Nederland neemt volgende maand voor de eerste maal deel aan Netdays. Deze manifestatie, van 13 tot 21 november, is door de Europese Unie opgezet en beoogt het gebruik van ICT en Internet in het onderwijs te stimuleren. Aan deze derde aflevering van Netdays doen 21 Europese landen mee.
Tijdens de tweede Europese Netdays, oktober vorig jaar, was sprake van ruim 5000 projecten en initiatieven. Onder de deelnemers bevonden zich scholen, musea, centra voor jeugd- en vormingswerk en beroepsopleiding, culturele instellingen en kinderziekenhuizen. Volgens de organisatoren kon dankzij de verschillende activiteiten worden gewerkt aan nieuwe leermiddelen. Daarnaast zetten scholen en andersoortige onderwijscentra gezamelijk netwerken op of breidden deze uit.
Ditmaal zal ook Nederland officieel van de partij zijn. Tijdens een presentatie door Procesmanagement ICT van het ministerie van Onderwijs en wetenschappen werd duidelijk dat de Nederlandse projecten zich vooral toespitsen op het ‘omgevingsonderwijs’.
Voorbeeldprojecten
Onderwijsbegeleidingsdienst (OBD) Arnhem en Pabo-Arnhem werken samen met een aantal Nederlandse, Spaanse en Engelse basisscholen in een voorbeeldproject. Volgens Elvri Croes van de OBD Arnhem gaat het er vooral om leerlingen te leren met nieuwe media en informatie om te gaan. Verder is het de bedoeling dat leerlingen meer inzicht krijgen in elkaars leefomgeving en krijgen docenten een indruk hoe op een andere manier met het leerplan kan worden omgegaan. De leerlingen van de verschillende deelnemende scholen maken een uiteindelijk een gezamenlijke (elektronische) reisgids met behulp van Internet.

▶ _Gegevens_
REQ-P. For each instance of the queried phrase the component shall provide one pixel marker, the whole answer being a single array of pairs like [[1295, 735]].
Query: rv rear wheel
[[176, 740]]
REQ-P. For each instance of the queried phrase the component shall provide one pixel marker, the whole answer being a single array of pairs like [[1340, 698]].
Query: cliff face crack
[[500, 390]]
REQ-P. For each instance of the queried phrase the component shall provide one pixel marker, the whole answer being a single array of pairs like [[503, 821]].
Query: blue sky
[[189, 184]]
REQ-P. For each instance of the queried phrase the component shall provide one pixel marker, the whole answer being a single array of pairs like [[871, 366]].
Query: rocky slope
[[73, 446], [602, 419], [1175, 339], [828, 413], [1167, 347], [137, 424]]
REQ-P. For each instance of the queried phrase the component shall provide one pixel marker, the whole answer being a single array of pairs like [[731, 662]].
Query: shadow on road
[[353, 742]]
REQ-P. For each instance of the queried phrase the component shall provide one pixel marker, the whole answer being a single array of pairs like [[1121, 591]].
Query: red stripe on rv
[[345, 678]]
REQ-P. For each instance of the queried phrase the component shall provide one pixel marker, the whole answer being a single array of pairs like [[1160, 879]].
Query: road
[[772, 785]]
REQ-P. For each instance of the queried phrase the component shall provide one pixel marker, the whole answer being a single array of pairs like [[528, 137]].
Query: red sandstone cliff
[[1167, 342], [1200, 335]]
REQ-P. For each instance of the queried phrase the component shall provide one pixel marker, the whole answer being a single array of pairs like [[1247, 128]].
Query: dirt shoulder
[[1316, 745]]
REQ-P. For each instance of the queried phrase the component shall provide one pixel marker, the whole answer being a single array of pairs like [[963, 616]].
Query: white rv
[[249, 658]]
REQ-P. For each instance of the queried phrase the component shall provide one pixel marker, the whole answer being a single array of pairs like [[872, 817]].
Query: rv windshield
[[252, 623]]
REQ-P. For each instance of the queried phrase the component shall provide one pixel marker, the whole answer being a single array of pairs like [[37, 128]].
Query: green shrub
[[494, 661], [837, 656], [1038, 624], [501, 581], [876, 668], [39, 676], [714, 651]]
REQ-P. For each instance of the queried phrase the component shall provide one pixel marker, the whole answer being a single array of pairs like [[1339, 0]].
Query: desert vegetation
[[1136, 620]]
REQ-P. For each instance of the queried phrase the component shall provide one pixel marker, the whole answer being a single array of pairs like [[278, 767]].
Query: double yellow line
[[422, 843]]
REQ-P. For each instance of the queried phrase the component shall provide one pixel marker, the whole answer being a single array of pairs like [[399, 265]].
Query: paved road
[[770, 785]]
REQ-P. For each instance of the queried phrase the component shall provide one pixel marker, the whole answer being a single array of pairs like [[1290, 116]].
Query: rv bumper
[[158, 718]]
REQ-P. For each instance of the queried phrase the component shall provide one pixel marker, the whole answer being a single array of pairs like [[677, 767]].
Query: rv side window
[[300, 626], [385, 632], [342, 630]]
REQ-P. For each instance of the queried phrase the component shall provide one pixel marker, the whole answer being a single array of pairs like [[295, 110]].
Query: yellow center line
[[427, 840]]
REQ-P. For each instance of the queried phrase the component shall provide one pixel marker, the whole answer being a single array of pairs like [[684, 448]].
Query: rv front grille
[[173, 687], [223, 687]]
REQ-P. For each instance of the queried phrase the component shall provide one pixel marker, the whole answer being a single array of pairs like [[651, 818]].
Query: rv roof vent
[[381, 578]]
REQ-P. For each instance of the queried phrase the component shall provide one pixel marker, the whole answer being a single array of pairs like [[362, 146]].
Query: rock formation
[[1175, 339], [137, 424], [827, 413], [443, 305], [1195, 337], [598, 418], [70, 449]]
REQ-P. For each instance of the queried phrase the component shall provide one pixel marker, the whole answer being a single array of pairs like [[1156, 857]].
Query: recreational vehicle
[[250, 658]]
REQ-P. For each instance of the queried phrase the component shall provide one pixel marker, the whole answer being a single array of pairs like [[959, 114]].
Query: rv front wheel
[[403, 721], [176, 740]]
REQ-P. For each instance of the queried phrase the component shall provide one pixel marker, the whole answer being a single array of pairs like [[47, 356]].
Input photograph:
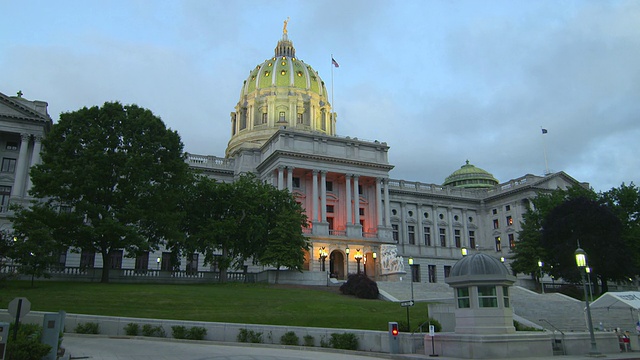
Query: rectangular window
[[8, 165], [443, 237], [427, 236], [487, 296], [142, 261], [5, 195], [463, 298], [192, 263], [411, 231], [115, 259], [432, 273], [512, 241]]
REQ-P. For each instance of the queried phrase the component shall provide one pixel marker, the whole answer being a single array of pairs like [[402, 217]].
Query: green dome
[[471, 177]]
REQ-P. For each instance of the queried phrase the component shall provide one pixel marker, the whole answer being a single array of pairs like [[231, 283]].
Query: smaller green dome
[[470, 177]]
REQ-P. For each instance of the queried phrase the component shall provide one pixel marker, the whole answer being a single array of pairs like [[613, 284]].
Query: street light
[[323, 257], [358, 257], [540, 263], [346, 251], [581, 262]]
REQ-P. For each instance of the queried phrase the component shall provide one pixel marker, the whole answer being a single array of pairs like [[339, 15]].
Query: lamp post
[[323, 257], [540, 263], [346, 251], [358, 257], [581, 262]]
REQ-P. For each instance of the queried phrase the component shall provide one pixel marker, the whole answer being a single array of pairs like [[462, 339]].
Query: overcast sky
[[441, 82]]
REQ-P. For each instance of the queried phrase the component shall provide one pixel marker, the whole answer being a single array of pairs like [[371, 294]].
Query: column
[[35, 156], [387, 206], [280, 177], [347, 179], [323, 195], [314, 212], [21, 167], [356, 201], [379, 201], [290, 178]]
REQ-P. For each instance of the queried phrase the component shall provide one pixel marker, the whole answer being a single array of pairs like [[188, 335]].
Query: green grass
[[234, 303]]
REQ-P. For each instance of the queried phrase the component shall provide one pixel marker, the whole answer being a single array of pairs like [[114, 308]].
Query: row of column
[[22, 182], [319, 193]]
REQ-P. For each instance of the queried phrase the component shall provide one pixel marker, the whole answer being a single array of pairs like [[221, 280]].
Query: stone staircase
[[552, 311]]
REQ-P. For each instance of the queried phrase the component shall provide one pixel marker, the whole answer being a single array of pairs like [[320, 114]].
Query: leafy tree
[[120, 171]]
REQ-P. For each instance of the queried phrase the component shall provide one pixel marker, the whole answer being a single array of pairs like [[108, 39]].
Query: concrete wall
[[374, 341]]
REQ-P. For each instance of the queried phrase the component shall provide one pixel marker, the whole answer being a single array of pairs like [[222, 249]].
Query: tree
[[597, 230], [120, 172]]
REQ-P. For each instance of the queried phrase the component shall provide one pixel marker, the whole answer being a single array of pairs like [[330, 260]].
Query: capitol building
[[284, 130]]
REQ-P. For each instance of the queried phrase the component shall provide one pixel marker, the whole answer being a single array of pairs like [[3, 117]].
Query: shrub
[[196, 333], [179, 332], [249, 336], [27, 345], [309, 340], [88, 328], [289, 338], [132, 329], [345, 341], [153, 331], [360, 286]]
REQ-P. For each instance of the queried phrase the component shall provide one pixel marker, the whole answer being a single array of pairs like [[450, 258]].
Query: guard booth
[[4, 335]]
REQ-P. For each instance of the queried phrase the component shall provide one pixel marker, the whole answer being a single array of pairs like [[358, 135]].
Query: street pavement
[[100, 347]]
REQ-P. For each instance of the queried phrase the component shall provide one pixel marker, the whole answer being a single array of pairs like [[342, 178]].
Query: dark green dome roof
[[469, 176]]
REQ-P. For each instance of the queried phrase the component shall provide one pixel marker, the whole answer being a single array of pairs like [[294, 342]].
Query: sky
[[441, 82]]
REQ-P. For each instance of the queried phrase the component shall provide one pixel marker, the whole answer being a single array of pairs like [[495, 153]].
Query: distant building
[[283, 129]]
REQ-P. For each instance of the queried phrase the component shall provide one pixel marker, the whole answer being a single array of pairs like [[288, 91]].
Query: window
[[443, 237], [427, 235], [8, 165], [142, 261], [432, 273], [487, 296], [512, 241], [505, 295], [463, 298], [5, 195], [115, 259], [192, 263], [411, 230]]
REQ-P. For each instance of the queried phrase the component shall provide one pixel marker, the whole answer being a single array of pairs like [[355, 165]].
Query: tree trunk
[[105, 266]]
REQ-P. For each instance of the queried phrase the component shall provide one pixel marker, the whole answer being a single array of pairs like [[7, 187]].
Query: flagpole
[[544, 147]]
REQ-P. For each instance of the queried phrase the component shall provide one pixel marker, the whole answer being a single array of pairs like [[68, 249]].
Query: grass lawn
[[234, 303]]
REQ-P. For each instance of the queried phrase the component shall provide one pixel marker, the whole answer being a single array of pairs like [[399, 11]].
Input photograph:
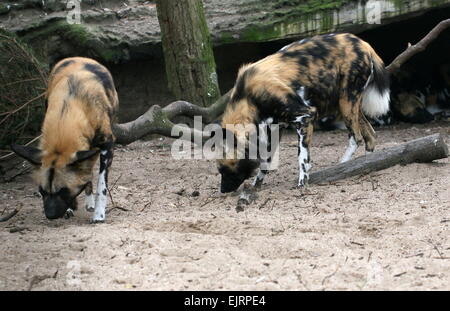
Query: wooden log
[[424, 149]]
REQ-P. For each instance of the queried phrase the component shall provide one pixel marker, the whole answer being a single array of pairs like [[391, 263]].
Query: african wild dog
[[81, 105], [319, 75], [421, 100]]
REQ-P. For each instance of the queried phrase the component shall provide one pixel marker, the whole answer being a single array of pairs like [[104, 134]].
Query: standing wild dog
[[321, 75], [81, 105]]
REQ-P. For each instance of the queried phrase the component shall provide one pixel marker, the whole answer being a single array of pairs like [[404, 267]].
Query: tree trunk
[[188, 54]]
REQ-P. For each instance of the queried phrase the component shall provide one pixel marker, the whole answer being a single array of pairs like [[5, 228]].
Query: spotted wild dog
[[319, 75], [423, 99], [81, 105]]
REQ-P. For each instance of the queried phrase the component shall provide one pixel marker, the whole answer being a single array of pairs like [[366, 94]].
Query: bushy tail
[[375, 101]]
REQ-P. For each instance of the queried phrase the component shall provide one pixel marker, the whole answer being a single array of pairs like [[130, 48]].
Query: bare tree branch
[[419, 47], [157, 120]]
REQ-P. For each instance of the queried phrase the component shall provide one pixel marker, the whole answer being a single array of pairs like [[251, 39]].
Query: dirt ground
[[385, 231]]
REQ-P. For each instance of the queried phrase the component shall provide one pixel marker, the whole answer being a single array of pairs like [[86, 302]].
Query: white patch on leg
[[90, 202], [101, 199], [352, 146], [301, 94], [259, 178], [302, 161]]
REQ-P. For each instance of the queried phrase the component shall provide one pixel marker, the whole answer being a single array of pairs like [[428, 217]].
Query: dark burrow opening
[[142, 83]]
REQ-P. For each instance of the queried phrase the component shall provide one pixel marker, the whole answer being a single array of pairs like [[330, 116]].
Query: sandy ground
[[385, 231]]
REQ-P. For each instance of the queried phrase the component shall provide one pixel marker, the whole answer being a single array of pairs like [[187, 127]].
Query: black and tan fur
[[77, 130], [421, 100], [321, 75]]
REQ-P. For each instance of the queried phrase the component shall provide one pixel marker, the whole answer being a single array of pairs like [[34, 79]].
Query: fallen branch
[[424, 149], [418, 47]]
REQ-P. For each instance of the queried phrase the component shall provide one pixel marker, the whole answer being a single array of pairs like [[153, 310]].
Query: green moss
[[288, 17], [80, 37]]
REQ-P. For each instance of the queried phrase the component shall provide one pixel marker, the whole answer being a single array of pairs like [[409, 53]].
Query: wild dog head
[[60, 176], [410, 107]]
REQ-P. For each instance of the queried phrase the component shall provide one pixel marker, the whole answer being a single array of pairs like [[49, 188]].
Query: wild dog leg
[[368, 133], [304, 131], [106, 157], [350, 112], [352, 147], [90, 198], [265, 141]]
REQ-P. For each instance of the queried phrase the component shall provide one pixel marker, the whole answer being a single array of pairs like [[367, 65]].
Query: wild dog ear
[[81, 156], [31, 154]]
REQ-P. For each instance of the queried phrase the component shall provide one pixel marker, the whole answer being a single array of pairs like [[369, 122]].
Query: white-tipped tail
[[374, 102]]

▶ _Aan de slag_
(a) Herhaal woord voor woord het stuk uit de tekst over Netdays dat begint bij "Nederland neemt volgende" en doorloopt tot en met "Europese landen mee.".
(b) Ga verder met de tekst over Netdays, vanaf na de laatste zin die er staat.

▶ _Uitwerkingen_
(a)
Nederland neemt volgende maand voor de eerste maal deel aan Netdays. Deze manifestatie, van 13 tot 21 november, is door de Europese Unie opgezet en beoogt het gebruik van ICT en Internet in het onderwijs te stimuleren. Aan deze derde aflevering van Netdays doen 21 Europese landen mee.

(b)
Een voorbeeldproject voor het voortgezet onderwijs is het Time-project dat door het Sintermeerten College en de Fontys Hogeschool wordt gecoördineerd. Zo’n 126 scholen uit 42 landen zullen op 19 november, tijdens de universele dag van het kind en midden in de Netdays week, gedurende 24 uur met elkaar Internetactiviteiten plegen rond het thema tijd. Dat kan gaan om videoconferencing, het beantwoorden van een UNO-vragenlijst, et cetera. Het Time-project is oorspronkelijk een Unesco-initiatief, legt projectleider Wim Didderen uit. De bedoeling is interculturele uitwisseling te stimuleren door een wereldomspannend platform te creëren. Bij het Time-project is sprake van een vorm van global education.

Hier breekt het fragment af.